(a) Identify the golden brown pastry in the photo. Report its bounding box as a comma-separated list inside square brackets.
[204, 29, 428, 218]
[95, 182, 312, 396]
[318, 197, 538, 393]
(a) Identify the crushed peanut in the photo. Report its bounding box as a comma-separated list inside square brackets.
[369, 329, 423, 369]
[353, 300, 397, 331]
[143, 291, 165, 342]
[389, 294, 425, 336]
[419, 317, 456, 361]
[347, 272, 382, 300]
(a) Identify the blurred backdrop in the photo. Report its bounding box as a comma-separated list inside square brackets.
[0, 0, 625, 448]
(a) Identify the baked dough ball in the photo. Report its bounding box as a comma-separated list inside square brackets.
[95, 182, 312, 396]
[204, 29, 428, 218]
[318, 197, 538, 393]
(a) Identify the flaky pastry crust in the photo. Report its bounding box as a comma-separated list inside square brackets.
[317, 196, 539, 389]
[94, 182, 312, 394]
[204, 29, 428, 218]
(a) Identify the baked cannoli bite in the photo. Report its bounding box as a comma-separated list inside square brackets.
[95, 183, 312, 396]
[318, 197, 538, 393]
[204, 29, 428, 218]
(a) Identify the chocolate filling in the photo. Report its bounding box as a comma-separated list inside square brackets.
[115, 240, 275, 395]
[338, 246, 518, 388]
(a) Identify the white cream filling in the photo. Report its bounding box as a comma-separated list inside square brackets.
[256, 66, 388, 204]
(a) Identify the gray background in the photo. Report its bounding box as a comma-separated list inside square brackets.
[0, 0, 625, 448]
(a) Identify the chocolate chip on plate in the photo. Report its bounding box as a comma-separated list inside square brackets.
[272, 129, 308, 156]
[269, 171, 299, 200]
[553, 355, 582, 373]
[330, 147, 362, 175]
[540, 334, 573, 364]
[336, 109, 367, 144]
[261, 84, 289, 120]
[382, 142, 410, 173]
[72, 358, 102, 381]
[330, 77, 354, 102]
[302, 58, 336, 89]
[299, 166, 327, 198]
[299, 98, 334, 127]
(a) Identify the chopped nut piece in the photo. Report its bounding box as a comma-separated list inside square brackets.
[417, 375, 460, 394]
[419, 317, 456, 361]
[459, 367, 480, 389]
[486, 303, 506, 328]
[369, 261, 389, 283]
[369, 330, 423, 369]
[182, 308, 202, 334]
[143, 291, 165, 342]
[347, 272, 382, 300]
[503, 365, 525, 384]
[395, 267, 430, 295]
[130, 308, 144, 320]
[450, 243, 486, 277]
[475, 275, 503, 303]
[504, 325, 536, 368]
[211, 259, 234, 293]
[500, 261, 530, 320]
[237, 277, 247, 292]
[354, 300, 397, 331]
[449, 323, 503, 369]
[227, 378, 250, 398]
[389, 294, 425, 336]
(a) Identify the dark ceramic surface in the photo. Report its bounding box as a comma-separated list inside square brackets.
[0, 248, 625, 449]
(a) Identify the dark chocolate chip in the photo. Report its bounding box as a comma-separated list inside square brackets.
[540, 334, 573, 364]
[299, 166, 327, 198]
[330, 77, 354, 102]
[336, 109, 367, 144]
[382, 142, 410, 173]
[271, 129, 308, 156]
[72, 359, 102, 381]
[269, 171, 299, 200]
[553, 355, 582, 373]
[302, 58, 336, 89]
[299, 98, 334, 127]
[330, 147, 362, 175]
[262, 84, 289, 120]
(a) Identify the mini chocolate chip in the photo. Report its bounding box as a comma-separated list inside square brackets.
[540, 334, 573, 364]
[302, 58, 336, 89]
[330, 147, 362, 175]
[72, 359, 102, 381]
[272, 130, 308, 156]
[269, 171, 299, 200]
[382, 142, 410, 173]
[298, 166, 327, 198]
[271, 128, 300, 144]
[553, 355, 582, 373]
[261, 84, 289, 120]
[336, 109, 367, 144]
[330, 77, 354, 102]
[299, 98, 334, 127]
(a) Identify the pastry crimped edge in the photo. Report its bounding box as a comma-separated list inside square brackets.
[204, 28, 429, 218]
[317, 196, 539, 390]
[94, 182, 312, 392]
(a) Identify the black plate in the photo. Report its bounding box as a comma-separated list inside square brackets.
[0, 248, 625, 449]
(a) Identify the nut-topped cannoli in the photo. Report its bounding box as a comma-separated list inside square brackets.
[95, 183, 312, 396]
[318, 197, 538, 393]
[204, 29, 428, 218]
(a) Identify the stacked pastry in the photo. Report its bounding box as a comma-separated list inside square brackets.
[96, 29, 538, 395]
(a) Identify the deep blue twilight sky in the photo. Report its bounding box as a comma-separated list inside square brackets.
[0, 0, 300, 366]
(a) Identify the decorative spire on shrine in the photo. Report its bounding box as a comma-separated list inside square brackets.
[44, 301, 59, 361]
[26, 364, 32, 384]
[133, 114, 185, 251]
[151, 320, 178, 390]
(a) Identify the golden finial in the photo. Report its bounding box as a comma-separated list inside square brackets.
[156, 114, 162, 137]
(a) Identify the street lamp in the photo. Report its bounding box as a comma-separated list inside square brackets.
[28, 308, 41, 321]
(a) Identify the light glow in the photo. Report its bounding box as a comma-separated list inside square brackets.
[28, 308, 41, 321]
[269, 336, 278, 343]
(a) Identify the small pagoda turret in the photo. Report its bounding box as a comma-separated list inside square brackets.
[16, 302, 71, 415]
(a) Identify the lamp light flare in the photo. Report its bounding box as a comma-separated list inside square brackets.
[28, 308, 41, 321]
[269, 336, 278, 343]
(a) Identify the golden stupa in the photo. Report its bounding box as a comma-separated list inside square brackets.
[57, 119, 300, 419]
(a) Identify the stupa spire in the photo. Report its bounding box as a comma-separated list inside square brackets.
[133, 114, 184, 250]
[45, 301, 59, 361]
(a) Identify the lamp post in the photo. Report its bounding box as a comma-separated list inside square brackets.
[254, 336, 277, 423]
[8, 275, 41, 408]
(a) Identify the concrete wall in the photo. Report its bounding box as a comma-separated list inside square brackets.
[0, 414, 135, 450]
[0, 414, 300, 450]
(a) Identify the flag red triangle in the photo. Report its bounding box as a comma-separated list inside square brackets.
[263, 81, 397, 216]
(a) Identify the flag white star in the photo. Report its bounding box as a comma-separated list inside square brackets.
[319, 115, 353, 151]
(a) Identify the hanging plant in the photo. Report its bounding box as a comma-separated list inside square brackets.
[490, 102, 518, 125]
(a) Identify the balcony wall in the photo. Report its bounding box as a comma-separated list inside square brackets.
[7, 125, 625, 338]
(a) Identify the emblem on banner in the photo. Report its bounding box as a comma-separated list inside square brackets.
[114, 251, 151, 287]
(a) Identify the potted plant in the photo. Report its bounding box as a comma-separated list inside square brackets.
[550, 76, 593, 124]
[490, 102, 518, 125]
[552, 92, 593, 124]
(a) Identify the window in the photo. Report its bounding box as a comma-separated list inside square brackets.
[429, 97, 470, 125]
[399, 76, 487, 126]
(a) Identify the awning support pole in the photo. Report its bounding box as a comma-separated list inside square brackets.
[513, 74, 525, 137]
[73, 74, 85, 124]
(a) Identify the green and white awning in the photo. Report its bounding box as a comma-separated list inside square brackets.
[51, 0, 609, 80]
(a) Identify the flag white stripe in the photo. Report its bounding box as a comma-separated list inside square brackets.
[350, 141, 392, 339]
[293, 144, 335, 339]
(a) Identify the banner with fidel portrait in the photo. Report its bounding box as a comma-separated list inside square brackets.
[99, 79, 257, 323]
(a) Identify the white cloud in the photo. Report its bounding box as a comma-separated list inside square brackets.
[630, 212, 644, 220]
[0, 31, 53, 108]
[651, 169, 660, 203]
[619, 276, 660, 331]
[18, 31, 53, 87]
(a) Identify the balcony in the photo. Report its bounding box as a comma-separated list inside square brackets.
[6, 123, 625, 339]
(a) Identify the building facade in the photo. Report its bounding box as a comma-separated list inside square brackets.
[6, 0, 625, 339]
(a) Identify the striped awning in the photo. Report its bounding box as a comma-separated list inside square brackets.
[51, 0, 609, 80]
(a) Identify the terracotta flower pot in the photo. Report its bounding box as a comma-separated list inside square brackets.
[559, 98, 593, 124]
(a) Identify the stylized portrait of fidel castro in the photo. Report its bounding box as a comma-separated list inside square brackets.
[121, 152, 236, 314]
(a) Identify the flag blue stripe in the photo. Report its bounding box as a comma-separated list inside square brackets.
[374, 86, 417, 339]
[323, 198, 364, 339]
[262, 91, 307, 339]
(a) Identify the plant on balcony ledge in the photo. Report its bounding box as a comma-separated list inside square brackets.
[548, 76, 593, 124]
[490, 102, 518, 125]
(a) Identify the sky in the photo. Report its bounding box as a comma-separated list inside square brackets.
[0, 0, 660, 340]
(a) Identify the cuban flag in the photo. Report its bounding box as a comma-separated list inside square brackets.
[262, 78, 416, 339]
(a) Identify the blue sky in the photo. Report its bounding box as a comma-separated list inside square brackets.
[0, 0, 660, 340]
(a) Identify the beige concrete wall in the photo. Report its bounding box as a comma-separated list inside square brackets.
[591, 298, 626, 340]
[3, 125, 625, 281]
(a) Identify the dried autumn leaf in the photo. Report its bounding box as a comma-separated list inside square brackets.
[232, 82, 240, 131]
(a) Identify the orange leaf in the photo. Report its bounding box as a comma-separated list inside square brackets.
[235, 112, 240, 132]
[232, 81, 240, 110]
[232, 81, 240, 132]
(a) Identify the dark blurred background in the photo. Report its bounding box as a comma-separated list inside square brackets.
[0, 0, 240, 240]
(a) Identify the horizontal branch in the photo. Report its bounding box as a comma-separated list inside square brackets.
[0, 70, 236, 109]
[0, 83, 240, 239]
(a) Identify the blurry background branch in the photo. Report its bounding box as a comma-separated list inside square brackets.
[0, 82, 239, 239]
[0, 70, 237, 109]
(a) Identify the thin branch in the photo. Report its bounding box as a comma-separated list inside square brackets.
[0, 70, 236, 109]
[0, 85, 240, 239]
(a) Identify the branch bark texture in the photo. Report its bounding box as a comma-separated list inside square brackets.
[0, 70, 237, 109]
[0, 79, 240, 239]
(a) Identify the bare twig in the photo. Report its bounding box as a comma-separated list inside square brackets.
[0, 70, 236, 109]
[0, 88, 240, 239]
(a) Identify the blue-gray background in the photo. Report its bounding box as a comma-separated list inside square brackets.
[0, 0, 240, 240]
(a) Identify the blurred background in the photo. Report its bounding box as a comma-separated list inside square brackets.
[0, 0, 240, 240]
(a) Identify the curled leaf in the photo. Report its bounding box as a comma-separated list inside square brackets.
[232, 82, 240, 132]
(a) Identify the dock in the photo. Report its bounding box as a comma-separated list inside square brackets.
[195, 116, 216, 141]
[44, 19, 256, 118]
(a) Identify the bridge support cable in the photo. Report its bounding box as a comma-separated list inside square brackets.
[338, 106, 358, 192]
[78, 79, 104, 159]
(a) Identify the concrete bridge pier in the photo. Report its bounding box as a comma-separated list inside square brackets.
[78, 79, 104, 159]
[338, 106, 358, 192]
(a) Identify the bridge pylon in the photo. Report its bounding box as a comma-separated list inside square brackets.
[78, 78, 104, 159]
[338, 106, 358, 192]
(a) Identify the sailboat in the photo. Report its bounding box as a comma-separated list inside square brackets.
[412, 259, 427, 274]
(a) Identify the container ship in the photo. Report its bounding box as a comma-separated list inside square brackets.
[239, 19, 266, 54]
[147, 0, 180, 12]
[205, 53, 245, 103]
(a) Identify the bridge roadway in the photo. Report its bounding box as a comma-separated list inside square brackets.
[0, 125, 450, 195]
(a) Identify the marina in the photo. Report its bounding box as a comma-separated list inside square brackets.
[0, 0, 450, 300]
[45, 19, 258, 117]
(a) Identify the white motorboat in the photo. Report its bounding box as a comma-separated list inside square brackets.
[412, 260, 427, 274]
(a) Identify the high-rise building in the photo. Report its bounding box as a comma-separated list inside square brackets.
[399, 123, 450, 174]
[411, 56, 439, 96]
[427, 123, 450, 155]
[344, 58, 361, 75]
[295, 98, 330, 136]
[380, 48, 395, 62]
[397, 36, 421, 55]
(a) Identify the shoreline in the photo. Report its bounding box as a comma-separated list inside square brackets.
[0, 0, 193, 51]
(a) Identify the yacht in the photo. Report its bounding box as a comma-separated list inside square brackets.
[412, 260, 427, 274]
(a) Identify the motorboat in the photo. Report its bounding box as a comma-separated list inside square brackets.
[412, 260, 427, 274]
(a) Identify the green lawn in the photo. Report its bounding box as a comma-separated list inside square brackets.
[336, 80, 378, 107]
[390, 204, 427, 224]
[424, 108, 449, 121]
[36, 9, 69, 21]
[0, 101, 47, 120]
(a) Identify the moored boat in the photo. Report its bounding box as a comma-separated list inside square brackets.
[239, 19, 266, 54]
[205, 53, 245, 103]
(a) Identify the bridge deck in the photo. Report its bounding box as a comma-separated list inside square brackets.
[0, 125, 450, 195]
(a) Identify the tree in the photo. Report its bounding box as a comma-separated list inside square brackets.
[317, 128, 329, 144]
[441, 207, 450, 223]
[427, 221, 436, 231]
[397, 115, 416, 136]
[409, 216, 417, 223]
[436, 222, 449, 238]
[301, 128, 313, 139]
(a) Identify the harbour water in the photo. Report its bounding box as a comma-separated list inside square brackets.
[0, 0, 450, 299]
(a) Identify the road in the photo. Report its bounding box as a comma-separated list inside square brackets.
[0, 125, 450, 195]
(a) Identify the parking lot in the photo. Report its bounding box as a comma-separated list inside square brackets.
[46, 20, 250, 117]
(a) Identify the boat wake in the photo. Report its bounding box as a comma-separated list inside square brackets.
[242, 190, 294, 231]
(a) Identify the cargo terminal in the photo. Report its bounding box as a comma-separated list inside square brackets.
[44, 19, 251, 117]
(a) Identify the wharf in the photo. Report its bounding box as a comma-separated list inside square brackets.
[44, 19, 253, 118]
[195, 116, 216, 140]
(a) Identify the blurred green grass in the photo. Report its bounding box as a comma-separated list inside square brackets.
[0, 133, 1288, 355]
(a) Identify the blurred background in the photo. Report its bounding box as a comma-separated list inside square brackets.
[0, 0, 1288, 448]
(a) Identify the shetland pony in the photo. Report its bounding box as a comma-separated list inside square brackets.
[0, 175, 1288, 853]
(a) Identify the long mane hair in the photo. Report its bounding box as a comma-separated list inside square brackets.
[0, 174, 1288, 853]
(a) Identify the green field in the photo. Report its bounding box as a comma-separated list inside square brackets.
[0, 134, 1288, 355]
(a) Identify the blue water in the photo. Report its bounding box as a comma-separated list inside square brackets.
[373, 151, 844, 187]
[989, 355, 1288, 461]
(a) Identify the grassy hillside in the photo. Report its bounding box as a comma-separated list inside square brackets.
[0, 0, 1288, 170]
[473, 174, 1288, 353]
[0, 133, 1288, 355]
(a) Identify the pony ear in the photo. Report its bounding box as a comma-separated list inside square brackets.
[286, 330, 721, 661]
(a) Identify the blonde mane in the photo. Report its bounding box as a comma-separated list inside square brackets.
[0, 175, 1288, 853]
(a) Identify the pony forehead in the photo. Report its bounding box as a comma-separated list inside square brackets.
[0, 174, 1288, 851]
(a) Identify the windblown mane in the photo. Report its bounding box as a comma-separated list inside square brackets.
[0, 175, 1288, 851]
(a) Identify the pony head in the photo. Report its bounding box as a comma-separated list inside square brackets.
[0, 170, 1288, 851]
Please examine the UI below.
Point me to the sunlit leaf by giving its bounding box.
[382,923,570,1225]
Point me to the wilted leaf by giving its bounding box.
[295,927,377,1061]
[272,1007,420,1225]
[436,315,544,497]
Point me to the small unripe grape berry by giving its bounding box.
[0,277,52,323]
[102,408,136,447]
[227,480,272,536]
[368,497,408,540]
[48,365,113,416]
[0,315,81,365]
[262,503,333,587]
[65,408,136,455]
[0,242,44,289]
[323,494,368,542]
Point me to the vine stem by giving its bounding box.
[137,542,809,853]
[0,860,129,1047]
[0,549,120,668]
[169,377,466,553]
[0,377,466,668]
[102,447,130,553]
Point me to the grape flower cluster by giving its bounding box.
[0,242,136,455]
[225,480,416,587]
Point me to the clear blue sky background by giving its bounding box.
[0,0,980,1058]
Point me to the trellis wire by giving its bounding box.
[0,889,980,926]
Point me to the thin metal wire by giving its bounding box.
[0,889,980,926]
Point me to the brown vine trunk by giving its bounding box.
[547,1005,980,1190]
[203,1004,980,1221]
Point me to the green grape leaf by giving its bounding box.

——

◆ **Task prompt**:
Copy out the part of the data that begins with the line containing "(a) Identify the container" and ends with the line containing "[45, 19, 258, 117]", both of those lines included, keeping every line the same.

◆ **Response below**:
(a) Identify the container ship in the photo. Report its bounding box as a comma-separated list inside square brackets.
[239, 19, 266, 54]
[147, 0, 180, 12]
[205, 53, 245, 103]
(a) Identify the bridge roadway in the photo. Report its bounding box as a comma-separated list inside square brackets.
[0, 125, 450, 195]
(a) Identify the marina in the photo. Report its bounding box as a comma-separated list inside square brackets.
[0, 0, 450, 300]
[45, 19, 258, 117]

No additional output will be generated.